• Task material:
· · · · · · ·

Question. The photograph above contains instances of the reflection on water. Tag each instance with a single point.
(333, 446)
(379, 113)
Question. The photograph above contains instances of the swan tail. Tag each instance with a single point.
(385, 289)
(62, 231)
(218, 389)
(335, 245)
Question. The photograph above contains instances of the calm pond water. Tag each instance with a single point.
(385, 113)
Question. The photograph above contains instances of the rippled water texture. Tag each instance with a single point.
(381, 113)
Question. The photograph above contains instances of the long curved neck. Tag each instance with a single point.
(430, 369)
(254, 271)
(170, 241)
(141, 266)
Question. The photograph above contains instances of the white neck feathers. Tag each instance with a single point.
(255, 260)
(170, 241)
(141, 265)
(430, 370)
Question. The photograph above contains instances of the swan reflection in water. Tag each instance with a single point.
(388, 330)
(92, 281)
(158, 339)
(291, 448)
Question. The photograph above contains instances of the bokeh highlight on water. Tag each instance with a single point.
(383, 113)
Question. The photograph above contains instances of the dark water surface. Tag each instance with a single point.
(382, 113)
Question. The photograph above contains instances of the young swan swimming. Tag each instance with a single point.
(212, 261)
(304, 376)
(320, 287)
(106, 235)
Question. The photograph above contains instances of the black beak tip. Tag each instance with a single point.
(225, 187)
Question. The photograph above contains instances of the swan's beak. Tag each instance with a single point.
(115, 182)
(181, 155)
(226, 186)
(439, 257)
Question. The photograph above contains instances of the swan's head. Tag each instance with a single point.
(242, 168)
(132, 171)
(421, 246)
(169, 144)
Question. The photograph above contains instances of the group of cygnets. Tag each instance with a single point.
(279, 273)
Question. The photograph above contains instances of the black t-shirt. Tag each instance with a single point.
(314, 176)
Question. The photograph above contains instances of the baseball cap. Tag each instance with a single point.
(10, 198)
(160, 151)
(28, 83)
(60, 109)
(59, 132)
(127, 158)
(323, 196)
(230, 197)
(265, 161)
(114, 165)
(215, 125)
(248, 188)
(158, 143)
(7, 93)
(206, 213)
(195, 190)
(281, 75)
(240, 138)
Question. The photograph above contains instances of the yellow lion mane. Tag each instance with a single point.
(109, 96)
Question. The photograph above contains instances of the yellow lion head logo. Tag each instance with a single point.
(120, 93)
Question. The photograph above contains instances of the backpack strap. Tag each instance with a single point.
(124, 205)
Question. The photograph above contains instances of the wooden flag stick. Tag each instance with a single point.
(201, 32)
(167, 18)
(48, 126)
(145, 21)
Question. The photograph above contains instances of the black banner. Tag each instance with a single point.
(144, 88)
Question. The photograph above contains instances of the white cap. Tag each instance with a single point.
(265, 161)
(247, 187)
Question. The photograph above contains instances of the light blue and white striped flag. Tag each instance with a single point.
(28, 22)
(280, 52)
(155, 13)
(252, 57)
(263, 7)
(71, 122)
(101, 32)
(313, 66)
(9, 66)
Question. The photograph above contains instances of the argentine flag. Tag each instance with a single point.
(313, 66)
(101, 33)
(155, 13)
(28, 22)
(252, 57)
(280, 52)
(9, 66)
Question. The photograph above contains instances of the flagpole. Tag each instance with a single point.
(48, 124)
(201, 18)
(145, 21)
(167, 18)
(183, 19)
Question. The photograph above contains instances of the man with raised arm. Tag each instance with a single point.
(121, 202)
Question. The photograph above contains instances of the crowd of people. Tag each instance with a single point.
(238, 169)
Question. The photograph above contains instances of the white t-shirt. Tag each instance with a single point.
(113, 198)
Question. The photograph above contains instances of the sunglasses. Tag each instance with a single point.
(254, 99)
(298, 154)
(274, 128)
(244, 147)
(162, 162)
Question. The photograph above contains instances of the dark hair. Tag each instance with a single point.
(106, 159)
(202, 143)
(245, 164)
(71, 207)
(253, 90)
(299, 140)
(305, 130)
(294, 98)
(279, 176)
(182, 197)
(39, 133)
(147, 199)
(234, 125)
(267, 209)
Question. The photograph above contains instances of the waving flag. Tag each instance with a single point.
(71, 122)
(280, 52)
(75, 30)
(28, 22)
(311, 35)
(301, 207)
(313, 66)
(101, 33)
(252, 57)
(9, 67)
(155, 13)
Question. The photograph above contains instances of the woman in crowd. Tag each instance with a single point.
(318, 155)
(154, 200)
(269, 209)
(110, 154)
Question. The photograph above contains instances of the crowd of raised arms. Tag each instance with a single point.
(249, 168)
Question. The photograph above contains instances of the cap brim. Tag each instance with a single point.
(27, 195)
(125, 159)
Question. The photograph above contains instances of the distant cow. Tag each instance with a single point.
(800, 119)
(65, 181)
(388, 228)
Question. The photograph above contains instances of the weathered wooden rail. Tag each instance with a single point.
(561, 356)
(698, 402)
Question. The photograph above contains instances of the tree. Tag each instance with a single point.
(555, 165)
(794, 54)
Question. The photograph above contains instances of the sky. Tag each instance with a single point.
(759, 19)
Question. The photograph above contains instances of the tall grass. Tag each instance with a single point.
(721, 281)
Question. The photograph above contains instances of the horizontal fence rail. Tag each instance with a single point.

· · · · · · ·

• Short problem:
Give as a JSON list of strings, one per line with blank lines omitted, the part of the items that opens with the line containing "Question. The photograph above contains instances of the sky." and runs through the final line of the items.

• Finished task:
[
  "Question. The photograph above contains instances of the sky. Tag each instance with a single point.",
  "(759, 19)",
  "Question. The photograph above contains instances of the tall grass. Tag each instance with a single point.",
  "(721, 281)",
  "Question. The photograph above contains instances of the horizontal fence rail. Tag each instance with a single point."
]